GIVEN DATA
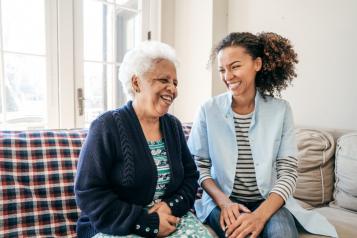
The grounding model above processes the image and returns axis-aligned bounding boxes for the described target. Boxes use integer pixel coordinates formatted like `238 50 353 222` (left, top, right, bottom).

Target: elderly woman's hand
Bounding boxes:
157 212 180 237
219 202 250 231
225 212 265 238
149 202 172 215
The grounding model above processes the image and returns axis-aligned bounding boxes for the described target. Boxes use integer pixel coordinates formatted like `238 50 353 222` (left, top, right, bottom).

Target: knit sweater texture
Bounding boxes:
74 101 198 238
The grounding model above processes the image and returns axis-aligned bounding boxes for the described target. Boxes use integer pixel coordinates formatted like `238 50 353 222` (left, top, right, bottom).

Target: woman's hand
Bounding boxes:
149 202 172 215
225 212 265 238
219 202 250 231
157 212 180 237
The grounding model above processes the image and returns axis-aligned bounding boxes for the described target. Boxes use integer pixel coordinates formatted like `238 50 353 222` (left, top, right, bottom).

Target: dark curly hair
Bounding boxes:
211 32 298 97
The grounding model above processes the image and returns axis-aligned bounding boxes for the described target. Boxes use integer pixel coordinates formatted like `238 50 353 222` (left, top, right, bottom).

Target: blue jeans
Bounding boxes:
205 201 299 238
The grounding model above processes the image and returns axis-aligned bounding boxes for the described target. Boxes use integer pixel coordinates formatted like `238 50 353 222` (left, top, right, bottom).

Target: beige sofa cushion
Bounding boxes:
294 129 335 207
334 133 357 211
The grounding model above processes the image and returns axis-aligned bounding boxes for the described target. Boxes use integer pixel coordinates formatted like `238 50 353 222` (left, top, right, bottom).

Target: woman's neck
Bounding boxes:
133 100 162 141
231 91 256 115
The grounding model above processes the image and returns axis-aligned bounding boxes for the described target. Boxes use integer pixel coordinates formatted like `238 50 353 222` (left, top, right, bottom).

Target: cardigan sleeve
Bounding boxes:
164 119 198 217
75 116 159 237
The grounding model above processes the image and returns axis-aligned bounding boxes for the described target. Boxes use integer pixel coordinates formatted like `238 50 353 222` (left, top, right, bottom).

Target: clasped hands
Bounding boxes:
219 202 265 238
148 202 180 237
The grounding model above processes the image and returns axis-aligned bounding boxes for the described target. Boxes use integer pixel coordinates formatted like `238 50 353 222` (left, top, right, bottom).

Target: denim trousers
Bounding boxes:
205 200 299 238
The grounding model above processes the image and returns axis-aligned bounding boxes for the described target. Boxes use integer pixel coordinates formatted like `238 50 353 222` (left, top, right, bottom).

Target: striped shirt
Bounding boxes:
195 113 297 201
231 113 263 202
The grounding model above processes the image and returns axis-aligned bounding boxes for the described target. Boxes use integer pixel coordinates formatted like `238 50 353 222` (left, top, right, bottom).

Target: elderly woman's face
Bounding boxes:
135 59 177 117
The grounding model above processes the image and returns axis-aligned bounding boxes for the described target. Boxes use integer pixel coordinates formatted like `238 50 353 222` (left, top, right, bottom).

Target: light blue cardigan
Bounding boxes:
188 92 337 237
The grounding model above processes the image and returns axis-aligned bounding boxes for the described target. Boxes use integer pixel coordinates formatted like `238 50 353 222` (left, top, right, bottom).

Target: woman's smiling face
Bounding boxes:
218 46 262 96
134 59 178 117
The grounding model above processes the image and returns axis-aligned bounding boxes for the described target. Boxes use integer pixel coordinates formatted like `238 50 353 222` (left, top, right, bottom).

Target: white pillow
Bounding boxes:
333 132 357 211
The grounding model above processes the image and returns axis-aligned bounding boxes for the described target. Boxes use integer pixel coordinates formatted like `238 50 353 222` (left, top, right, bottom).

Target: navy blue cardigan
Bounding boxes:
75 102 198 238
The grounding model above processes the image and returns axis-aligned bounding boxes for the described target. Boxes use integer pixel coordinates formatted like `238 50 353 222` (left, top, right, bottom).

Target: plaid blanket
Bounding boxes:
0 130 87 237
0 123 195 237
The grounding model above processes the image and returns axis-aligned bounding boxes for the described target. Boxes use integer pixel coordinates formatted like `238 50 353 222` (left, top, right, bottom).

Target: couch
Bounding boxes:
0 124 357 237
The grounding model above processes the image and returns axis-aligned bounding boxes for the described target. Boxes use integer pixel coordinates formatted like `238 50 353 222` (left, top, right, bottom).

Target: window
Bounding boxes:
0 0 150 129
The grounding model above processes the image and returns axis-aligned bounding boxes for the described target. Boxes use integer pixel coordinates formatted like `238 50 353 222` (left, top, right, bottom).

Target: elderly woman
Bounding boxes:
75 42 209 237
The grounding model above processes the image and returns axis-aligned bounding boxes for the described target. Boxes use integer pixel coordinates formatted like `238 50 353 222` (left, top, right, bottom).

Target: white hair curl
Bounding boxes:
119 41 178 99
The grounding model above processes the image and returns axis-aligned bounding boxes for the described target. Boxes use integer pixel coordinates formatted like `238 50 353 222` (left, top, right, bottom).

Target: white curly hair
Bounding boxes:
119 41 178 99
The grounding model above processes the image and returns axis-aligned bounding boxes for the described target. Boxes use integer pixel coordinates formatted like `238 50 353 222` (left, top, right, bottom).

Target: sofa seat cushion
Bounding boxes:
294 129 335 206
334 133 357 212
0 130 87 237
299 206 357 238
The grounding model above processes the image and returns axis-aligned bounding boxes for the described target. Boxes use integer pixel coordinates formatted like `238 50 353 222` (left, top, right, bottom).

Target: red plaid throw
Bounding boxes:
0 130 87 237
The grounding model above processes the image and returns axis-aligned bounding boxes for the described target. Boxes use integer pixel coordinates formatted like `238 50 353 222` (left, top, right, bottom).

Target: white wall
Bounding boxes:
169 0 212 122
160 0 228 122
228 0 357 130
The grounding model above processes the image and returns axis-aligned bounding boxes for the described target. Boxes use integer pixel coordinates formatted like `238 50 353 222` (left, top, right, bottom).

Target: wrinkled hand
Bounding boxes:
157 212 180 237
226 212 265 238
148 202 172 215
219 202 250 231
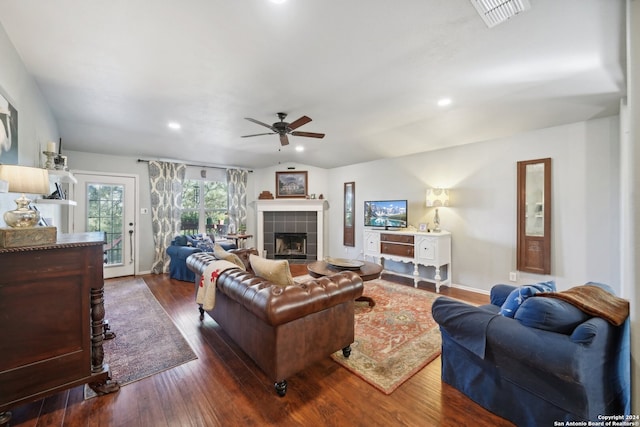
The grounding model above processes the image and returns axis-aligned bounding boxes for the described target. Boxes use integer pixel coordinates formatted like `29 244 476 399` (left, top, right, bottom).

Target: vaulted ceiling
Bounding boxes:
0 0 626 168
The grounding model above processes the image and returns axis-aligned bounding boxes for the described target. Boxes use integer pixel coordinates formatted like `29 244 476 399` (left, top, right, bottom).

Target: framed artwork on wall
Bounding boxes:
276 171 308 199
0 88 18 165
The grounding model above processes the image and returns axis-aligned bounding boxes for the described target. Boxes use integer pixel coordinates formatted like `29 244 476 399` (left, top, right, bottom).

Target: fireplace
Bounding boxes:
255 199 329 261
274 233 307 259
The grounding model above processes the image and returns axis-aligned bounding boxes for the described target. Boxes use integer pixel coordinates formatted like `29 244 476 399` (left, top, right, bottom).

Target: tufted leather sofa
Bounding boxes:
187 249 363 396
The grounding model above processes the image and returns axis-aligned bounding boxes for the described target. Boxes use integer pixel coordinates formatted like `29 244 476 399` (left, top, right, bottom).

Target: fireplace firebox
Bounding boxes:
274 233 307 259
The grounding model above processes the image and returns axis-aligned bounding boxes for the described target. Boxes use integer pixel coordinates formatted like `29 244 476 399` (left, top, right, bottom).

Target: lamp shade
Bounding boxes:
427 188 449 207
0 165 49 194
0 165 49 228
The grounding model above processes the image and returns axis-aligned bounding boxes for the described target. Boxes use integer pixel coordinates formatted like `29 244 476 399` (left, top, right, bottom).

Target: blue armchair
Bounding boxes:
432 283 631 427
167 234 237 282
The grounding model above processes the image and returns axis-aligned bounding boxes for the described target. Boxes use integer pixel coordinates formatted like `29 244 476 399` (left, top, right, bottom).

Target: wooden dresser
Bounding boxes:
0 233 117 425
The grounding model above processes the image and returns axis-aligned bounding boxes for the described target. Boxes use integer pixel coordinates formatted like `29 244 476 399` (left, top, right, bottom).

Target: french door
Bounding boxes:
72 172 137 279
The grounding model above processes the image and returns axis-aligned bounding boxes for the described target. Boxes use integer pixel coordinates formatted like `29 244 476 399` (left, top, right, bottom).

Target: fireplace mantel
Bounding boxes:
255 199 329 260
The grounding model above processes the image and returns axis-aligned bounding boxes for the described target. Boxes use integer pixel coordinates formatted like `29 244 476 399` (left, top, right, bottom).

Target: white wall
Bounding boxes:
0 26 61 226
327 117 620 298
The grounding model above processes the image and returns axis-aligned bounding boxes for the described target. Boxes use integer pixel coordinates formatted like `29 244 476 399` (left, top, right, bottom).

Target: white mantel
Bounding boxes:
255 199 329 260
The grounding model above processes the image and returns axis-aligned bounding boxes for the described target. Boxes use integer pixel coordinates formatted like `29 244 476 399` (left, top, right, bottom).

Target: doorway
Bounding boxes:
70 172 138 279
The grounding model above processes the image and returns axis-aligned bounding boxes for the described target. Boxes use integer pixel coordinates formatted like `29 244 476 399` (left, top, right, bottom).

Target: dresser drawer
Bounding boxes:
380 242 413 258
380 234 413 245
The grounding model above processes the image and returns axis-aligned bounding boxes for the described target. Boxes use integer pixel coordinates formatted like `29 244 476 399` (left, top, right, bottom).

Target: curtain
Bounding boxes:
149 161 187 274
227 169 249 232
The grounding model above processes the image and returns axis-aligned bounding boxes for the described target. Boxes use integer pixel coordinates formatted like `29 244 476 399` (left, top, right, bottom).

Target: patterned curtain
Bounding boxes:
149 161 187 274
227 169 249 232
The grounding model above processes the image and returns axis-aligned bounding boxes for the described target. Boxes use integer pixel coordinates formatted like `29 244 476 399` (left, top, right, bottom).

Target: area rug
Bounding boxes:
331 279 442 394
84 278 198 399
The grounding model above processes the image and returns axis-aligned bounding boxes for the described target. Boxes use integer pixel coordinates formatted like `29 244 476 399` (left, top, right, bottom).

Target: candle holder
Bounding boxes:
42 151 58 169
53 154 67 170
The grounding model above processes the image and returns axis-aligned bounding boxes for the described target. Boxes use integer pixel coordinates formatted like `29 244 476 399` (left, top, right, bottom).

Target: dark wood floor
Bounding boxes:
6 265 512 427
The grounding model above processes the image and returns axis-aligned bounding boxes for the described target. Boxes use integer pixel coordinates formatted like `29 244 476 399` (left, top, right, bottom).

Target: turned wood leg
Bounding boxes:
275 380 287 397
0 411 11 427
104 319 116 341
342 345 351 358
91 288 104 373
89 378 120 396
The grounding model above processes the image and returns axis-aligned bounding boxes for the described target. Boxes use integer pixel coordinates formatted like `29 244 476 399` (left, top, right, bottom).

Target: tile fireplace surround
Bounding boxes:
256 199 329 260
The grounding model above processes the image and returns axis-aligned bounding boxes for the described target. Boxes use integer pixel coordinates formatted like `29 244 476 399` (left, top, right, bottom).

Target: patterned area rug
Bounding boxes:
331 279 442 394
84 278 198 399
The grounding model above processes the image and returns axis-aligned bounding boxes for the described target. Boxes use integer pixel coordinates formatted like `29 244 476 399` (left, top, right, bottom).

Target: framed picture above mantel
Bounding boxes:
276 171 308 199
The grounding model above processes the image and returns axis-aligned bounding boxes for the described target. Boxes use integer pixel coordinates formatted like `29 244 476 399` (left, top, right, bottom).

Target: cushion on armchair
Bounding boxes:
514 296 591 335
213 243 246 270
500 281 556 317
249 255 295 287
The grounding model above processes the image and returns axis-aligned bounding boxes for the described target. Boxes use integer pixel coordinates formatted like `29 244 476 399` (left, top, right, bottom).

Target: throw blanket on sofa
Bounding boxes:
196 260 238 310
535 285 629 326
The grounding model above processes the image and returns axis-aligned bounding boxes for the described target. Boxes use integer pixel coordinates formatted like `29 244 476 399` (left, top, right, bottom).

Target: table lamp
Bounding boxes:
0 165 49 228
427 188 449 233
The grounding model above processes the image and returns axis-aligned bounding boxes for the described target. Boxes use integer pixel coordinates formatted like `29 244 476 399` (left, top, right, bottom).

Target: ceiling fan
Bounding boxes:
242 113 324 145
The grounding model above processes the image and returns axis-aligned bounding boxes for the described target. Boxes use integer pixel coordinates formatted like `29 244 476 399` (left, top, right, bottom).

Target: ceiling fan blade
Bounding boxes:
245 117 276 132
240 132 273 138
289 116 311 130
291 132 324 138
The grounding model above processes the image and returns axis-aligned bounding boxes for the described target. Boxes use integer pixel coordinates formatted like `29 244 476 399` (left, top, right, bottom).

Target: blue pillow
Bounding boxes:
515 296 591 335
499 280 556 318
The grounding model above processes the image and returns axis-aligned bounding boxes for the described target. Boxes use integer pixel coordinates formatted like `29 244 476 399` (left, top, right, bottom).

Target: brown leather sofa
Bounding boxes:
187 249 363 396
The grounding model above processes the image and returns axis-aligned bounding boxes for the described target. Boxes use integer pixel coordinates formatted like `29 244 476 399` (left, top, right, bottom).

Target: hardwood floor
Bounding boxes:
6 265 512 427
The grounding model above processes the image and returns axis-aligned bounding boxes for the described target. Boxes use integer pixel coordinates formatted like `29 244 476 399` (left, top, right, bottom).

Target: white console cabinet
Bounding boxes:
364 229 452 292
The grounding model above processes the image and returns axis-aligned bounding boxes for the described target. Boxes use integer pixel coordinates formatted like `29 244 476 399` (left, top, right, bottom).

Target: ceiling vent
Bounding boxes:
470 0 531 28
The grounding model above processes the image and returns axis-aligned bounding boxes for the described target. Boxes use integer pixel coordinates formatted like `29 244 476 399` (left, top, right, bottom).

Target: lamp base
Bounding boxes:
0 227 57 248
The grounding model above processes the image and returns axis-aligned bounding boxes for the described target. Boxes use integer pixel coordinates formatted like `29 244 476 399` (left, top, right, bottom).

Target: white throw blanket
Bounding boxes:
196 260 238 310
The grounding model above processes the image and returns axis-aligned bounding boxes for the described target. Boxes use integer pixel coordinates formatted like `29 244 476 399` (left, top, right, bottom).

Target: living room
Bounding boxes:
0 0 640 424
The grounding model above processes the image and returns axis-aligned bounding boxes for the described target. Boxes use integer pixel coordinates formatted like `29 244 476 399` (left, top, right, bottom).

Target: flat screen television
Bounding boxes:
364 200 407 230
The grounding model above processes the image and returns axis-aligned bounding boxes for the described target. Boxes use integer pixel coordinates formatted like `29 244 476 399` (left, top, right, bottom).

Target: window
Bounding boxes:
86 184 124 265
181 174 229 234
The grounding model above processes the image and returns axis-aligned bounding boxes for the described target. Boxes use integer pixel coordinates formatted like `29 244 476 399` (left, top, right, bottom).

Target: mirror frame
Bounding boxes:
342 182 356 247
517 157 551 274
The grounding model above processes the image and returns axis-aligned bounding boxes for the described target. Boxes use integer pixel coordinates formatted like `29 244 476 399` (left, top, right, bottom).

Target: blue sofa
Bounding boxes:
167 234 237 282
432 283 631 427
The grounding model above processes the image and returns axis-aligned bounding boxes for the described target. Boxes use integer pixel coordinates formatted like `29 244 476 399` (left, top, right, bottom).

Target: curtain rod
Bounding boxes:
138 159 253 173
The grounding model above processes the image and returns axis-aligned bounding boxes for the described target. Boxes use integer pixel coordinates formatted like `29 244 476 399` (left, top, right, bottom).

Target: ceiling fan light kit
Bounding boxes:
242 113 324 146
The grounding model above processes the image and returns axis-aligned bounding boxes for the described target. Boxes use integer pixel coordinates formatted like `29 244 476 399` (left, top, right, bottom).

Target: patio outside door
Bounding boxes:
72 172 137 279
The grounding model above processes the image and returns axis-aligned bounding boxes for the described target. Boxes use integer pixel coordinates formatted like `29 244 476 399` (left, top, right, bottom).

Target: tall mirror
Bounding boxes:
517 158 551 274
342 182 356 246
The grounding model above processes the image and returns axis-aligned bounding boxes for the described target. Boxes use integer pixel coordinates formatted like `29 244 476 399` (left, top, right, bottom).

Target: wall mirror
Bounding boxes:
517 158 551 274
342 182 356 246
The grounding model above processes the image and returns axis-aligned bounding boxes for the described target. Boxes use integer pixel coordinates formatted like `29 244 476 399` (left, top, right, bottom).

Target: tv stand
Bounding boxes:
364 229 452 292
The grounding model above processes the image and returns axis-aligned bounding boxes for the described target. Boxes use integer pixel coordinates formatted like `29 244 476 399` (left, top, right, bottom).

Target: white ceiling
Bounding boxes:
0 0 626 168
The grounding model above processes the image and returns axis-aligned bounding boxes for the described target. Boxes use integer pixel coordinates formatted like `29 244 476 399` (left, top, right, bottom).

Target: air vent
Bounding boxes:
469 0 531 28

SHORT PROBLEM
Switch "knit sweater texture" to "wool sweater texture" in the material from its start through the line with "74 101 198 238", keep everything else unchanged, and give back only those lines without the pictures.

SOLUTION TO THIS PROBLEM
The grounding model above processes the image and returns axis-aligned bounding boxes for the described target. Boxes use integer pixel coordinates formatted like `238 50 353 222` (left, top, right, bottom).

Target: elderly woman's hand
Bounding boxes:
157 212 180 237
219 202 250 231
225 212 265 238
149 202 172 215
The grounding model above processes the image and returns axis-aligned bounding boxes for the described target. Boxes use integer pixel coordinates formatted like `238 50 353 222` (left, top, right, bottom).

Target: wool sweater texture
Bounding boxes:
74 101 198 238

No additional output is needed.